**THE PROBLEM**
Convert all of the material below into a numbered list, one entry per line, omitting any blank lines.

[Items drawn from a dataset]
· · ·

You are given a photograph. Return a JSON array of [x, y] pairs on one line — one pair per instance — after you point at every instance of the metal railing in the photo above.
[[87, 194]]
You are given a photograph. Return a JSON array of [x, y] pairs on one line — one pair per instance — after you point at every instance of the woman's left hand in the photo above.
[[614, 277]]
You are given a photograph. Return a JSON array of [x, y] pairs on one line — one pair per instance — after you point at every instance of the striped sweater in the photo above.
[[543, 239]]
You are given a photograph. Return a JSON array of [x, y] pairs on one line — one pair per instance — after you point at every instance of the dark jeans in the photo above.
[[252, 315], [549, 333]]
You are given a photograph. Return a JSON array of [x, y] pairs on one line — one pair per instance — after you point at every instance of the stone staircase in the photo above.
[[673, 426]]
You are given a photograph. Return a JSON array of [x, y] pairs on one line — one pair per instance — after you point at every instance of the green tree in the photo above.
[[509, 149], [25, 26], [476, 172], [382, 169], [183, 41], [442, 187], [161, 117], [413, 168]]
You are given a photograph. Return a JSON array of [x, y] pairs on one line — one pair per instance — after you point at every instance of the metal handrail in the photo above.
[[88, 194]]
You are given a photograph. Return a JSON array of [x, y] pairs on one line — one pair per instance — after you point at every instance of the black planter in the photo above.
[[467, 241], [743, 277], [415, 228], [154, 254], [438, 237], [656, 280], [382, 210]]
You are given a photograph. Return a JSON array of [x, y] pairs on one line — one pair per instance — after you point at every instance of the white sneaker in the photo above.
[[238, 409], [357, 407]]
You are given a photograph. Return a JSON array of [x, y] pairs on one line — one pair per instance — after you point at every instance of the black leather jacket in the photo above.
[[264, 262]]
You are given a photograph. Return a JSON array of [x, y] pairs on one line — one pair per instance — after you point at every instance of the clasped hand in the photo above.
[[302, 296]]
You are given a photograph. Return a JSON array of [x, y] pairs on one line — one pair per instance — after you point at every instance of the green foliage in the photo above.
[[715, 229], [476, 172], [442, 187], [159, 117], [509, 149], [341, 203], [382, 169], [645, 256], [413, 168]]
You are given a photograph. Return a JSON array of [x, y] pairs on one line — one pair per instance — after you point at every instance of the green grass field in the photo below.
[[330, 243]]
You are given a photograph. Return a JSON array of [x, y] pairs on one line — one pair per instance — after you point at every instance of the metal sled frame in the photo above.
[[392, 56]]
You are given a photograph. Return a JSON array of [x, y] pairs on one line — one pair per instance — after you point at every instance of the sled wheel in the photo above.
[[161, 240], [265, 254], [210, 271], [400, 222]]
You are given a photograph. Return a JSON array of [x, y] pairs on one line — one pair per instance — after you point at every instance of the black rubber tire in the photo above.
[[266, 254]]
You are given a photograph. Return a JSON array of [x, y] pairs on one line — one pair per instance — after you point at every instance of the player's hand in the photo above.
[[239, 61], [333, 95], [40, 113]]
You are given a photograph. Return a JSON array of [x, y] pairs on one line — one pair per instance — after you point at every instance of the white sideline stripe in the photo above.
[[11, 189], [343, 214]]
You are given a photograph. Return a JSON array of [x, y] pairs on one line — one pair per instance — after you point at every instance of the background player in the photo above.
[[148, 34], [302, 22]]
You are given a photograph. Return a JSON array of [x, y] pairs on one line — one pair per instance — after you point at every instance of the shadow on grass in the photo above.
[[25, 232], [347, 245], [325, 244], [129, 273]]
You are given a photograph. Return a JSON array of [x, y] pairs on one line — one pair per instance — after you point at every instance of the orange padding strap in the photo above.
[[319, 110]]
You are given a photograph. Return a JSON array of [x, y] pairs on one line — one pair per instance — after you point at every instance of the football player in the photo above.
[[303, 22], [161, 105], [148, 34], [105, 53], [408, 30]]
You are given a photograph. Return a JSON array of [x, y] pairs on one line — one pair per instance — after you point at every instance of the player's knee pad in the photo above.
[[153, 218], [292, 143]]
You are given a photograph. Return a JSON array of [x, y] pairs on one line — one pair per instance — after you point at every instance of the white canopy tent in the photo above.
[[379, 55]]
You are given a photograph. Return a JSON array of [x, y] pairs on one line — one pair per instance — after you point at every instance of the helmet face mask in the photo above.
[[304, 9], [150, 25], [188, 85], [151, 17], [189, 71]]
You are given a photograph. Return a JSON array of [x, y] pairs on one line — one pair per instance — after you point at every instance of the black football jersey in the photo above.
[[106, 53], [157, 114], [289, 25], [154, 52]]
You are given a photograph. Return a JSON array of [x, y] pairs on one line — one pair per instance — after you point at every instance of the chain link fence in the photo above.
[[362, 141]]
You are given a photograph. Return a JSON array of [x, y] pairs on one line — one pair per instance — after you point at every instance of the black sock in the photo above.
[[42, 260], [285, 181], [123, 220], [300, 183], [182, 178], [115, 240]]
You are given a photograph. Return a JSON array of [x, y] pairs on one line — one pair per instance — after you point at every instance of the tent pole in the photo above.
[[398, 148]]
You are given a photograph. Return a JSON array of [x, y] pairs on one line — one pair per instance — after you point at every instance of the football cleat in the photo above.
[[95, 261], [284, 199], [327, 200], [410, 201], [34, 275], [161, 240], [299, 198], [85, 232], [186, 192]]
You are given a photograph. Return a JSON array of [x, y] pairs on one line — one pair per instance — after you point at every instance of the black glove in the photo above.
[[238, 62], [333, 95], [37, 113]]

· · ·

**SOLUTION TO THIS TASK**
1. You are given a photograph. Return a JSON array of [x, y] pairs on one line — one pair per instance — after you point at every instance of the metal railing in the photo above.
2. [[87, 194]]
3. You are given a photograph. Return a JSON array of [x, y] pairs on one line — one pair per instance — after you point at every instance of the woman's left hand in the photo above.
4. [[614, 277]]
5. You are given a photograph. Return a JSON array of [x, y] pairs on one line — one pair per instance — after you point at every instance of the striped sweater in the photo above.
6. [[543, 239]]
7. You are given a photograph. Return a JSON array of [x, y] pairs on one line — one pair per instance — after you point at every instance of the dark jeans in the photo above.
8. [[252, 315], [549, 333]]
9. You are given a photograph. Return a JSON array of [x, y] pairs on one line — one pair per instance — after you point at every instance of the stone staircase in the photo above.
10. [[673, 426]]
11. You are given a photograph. Return a JSON array of [x, y] pairs on one line — one pair per instance — after you point at every instance of the green tree in the photo above.
12. [[509, 149], [25, 26], [476, 172], [382, 169], [183, 41], [442, 187], [161, 117], [413, 168]]
13. You are given a photograph. Return a JSON array of [x, y] pairs on one line — one pair per instance — after you point at every instance of the metal handrail in the photo above.
14. [[88, 194]]
15. You are given a photograph. Return a JSON array of [x, y] pairs on one line — one pair per instance — after you point at every instance of the black planter in the photo above.
16. [[467, 241], [743, 277], [415, 228], [154, 254], [438, 237], [656, 280], [382, 210]]
17. You are given a photograph. Return a JSON array of [x, y] pairs on one line — one pair per instance — after you point at every instance of the white sneaker in the photo above.
18. [[238, 409], [357, 407]]
19. You are given a photograph. Return a JSON array of [x, y] pairs on one line — one pair per instance — after you point at every instance of the black leather jacket in the photo above.
20. [[264, 262]]
21. You are given a photograph. Return a JSON array of [x, y] pairs on one line — one pair per instance — after you point at every instance of the clasped hand in the photo above.
22. [[302, 296]]
23. You are given a photograph. Return a JSON array of [x, y] pairs on one line — one pair per instance — after you point at every instance of the green foliage in the photo above.
24. [[715, 229], [476, 172], [442, 187], [159, 117], [509, 149], [341, 203], [382, 169], [645, 256], [413, 168]]
25. You are given a photograph. Return a JSON array of [x, y] pairs on one line — one pair per instance — after you point at every instance of the green grass field in the photo below.
26. [[330, 243]]
27. You are given a photograph. Return a JSON array of [x, y] pairs on one line — one pair per instance — after you point at every instance of the metal sled frame in the photo above.
28. [[392, 56]]
29. You are given a photograph. Return a JSON array of [x, y] pairs on one line — one pair per instance — after you point at every instance of the sled wheel in the photo above.
30. [[161, 240], [265, 254], [210, 271], [400, 222]]
31. You are given a photograph. Return a JSON array of [x, y] pairs on one line — one pair per instance — after you point at every instance of the black rubber tire in the photo above.
32. [[266, 254]]
33. You are given a photograph. Return a JSON array of [x, y] pairs on one line — one pair per instance — after you point at every instance of the player's hand in the photo above.
34. [[239, 61], [333, 95], [40, 113]]
35. You are given a photograph. Return a JSON array of [x, y] pairs on one line — one pair per instance — after you point at every instance of the white sideline stripe in the photo above.
36. [[11, 189], [343, 214]]
37. You are given a photograph. Return a JSON array of [x, y] pairs on one line — one pair per instance — after you point at every instance of the background player in the photo above.
38. [[148, 34], [302, 22]]
39. You are given a photograph. Return a JSON array of [x, y] pairs on one line — one pair per instance — after you point at every instance of the shadow on grass in the photo above.
40. [[25, 232], [347, 245], [325, 244], [129, 273]]
41. You are given a photograph. Return a JSON array of [x, y] pairs on one line — one pair per instance — after you point at every instance of the orange padding strap in the photo above.
42. [[319, 110]]
43. You are given a photograph. Return a JSON array of [x, y] pairs on one line — one pair per instance — after you point at every instance of the football player in the photo above.
44. [[303, 22], [161, 105], [148, 34], [105, 53], [408, 30]]
45. You are given a photograph. Return a JSON array of [x, y] pairs on one line — one pair per instance — after you point at every instance of the player's knee pad in the photo above.
46. [[153, 218], [292, 143]]
47. You are given a photograph. Return a JSON array of [x, y] pairs on one line — one pair per instance — after you point at every instance of the white canopy tent in the photo above.
48. [[379, 55]]
49. You are given a photograph. Return a JSON array of [x, y] pairs on one line — one pair per instance — after you point at every instance of the helmet face mask in the photo above.
50. [[304, 9], [150, 25], [188, 85], [151, 17], [189, 71]]
51. You are given a photograph. Return a JSON array of [x, y] pairs on one line — one pair per instance — after you point at every instance of the black football jersey in the photo above.
52. [[106, 53], [157, 114], [289, 25], [154, 52]]
53. You are given a photograph. Return a JSON array of [x, y] pairs on one line — one pair per instance — after you point at every instance of the chain link fence in the photo above.
54. [[362, 141]]
55. You are given a photograph. Return a JSON array of [x, y] pairs on one line — one pair per instance — after you point at every instance of the black sock in the photo above.
56. [[42, 260], [285, 181], [123, 220], [300, 183], [182, 178], [115, 240]]
57. You are given a photograph. Return a JSON array of [x, y] pairs on one line — one pair per instance — after you point at every instance of the tent pole in the photo above.
58. [[398, 148]]
59. You are given a photograph. Return a JSON array of [x, y] pairs on one line — one pair per instance — after you point at every instance of the football cleat in the photo above.
60. [[95, 261], [284, 199], [327, 200], [410, 201], [34, 275], [161, 240], [299, 198], [85, 232], [186, 192]]
61. You are given a photograph. Return a JSON array of [x, y] pairs on one line — one pair per instance — after you point at every instance of the black glove in the photo above.
62. [[238, 62], [333, 95], [37, 113]]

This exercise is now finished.